Task instructions: Give the number of lines below that hold "mask", and only that.

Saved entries
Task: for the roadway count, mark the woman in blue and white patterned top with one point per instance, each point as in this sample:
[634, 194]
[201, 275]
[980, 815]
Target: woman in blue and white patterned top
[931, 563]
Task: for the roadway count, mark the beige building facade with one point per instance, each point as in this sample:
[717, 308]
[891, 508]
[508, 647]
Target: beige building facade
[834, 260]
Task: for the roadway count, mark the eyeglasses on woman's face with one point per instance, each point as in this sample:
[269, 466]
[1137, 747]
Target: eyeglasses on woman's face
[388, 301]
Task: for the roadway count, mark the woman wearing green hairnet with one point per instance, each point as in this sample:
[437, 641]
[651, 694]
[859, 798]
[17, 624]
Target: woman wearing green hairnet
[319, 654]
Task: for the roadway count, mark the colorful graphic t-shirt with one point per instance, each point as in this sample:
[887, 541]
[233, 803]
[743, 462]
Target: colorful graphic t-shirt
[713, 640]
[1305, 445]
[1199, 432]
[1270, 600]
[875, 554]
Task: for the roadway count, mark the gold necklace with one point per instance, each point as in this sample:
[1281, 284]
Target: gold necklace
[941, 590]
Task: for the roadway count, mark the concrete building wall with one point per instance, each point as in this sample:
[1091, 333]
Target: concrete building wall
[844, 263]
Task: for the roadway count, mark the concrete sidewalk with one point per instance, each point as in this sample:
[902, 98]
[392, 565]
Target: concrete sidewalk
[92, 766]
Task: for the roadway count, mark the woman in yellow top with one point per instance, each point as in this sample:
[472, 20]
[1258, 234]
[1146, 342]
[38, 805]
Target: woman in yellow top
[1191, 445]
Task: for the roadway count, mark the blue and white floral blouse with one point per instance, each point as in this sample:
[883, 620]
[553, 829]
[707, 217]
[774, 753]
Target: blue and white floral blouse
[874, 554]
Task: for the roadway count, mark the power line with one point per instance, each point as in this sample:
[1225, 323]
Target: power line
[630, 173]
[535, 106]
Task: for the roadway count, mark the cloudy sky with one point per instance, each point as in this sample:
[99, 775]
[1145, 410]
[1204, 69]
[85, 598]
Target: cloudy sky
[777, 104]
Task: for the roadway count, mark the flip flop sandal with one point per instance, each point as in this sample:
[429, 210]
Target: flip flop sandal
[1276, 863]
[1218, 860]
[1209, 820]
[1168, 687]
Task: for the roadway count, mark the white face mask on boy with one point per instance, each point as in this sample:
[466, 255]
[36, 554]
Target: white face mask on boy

Answer to this task: 2